- PROBLEM REQUIREMENTS
Report every line in the records below that contains the word "shoe".

- RECORDED INFORMATION
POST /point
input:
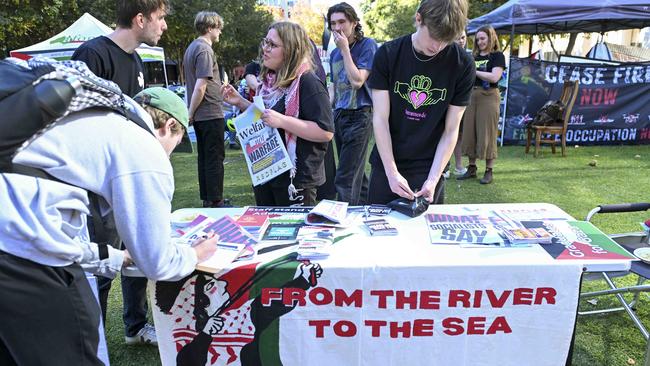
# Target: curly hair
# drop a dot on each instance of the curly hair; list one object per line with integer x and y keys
{"x": 350, "y": 15}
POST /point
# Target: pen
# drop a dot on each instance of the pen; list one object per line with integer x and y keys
{"x": 228, "y": 246}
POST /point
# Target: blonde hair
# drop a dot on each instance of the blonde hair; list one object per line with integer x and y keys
{"x": 493, "y": 40}
{"x": 205, "y": 20}
{"x": 297, "y": 49}
{"x": 160, "y": 118}
{"x": 445, "y": 19}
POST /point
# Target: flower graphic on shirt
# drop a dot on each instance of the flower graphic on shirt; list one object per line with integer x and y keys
{"x": 419, "y": 92}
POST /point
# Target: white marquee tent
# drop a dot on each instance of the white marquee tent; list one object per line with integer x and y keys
{"x": 63, "y": 45}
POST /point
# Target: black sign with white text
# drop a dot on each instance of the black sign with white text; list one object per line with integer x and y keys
{"x": 612, "y": 106}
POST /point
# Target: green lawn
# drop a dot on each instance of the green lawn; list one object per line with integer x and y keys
{"x": 622, "y": 174}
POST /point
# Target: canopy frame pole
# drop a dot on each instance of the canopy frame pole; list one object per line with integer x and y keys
{"x": 505, "y": 100}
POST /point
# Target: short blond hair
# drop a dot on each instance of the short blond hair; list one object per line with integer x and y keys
{"x": 445, "y": 19}
{"x": 206, "y": 20}
{"x": 493, "y": 40}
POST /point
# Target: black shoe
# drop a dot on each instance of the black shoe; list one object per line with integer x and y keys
{"x": 487, "y": 177}
{"x": 470, "y": 173}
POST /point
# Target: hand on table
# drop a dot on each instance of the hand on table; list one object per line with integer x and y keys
{"x": 400, "y": 186}
{"x": 428, "y": 189}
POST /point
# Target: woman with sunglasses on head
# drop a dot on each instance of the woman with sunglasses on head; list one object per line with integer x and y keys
{"x": 482, "y": 117}
{"x": 297, "y": 104}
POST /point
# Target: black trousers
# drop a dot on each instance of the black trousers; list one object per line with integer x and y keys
{"x": 48, "y": 315}
{"x": 379, "y": 190}
{"x": 211, "y": 152}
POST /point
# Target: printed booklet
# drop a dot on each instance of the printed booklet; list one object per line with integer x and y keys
{"x": 256, "y": 218}
{"x": 334, "y": 214}
{"x": 316, "y": 244}
{"x": 380, "y": 227}
{"x": 466, "y": 230}
{"x": 264, "y": 151}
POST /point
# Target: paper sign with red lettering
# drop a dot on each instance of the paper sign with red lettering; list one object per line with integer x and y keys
{"x": 289, "y": 312}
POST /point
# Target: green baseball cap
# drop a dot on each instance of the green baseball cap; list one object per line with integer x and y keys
{"x": 166, "y": 101}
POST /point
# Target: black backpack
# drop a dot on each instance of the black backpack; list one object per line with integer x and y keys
{"x": 35, "y": 95}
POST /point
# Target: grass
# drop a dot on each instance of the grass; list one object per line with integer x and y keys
{"x": 621, "y": 174}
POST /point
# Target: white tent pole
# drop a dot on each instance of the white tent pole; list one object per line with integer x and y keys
{"x": 165, "y": 70}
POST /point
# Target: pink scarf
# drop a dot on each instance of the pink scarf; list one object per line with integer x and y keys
{"x": 271, "y": 95}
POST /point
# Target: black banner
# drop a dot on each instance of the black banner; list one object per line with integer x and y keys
{"x": 612, "y": 107}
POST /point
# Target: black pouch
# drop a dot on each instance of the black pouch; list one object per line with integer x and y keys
{"x": 410, "y": 208}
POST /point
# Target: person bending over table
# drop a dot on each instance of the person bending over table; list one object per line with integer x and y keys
{"x": 298, "y": 106}
{"x": 420, "y": 85}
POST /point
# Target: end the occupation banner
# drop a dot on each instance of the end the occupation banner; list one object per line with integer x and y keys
{"x": 611, "y": 108}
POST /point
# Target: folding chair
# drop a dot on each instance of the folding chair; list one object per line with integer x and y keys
{"x": 568, "y": 98}
{"x": 629, "y": 241}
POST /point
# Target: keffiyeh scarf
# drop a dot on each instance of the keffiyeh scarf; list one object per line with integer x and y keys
{"x": 271, "y": 94}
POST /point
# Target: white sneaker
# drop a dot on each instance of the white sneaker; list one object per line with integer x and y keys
{"x": 146, "y": 335}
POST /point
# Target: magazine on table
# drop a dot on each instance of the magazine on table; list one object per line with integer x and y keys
{"x": 264, "y": 151}
{"x": 256, "y": 218}
{"x": 530, "y": 232}
{"x": 378, "y": 210}
{"x": 380, "y": 227}
{"x": 466, "y": 230}
{"x": 315, "y": 244}
{"x": 334, "y": 214}
{"x": 580, "y": 240}
{"x": 282, "y": 231}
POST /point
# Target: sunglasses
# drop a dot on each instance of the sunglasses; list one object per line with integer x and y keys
{"x": 268, "y": 44}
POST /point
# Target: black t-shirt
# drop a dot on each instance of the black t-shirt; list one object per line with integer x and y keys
{"x": 108, "y": 61}
{"x": 420, "y": 93}
{"x": 487, "y": 63}
{"x": 252, "y": 68}
{"x": 315, "y": 107}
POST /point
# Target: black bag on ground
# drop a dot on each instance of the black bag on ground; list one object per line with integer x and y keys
{"x": 550, "y": 114}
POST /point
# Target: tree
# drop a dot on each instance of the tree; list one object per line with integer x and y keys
{"x": 388, "y": 19}
{"x": 312, "y": 21}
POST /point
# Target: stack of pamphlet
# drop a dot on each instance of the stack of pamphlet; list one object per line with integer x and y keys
{"x": 255, "y": 219}
{"x": 529, "y": 232}
{"x": 315, "y": 243}
{"x": 333, "y": 214}
{"x": 378, "y": 210}
{"x": 281, "y": 231}
{"x": 380, "y": 227}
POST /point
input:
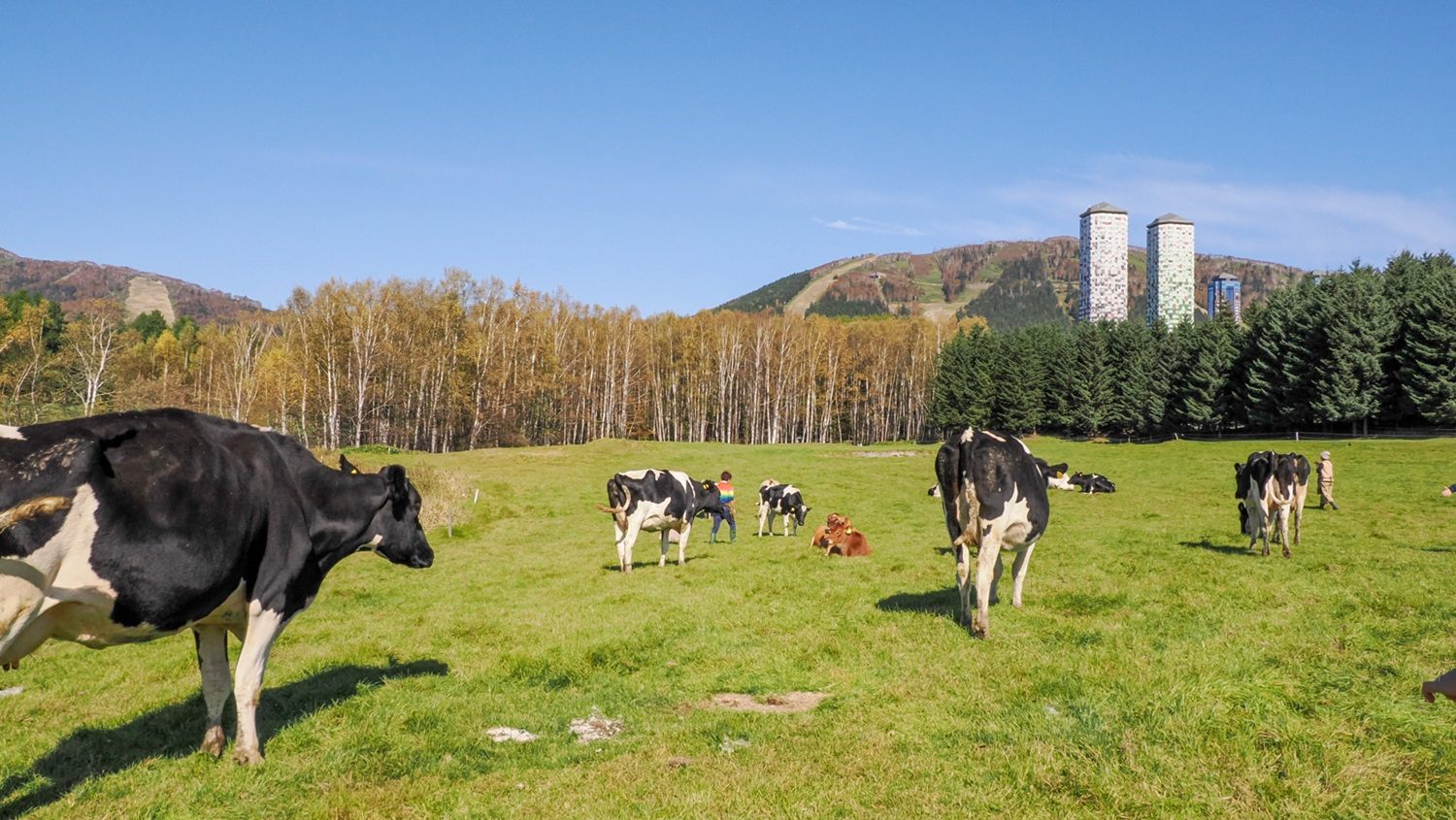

- RESPONSE TO THE EXERCISE
# Target: black shoe
# drop a dot on each instance of the black shoe; list one object per line with integer x and y keys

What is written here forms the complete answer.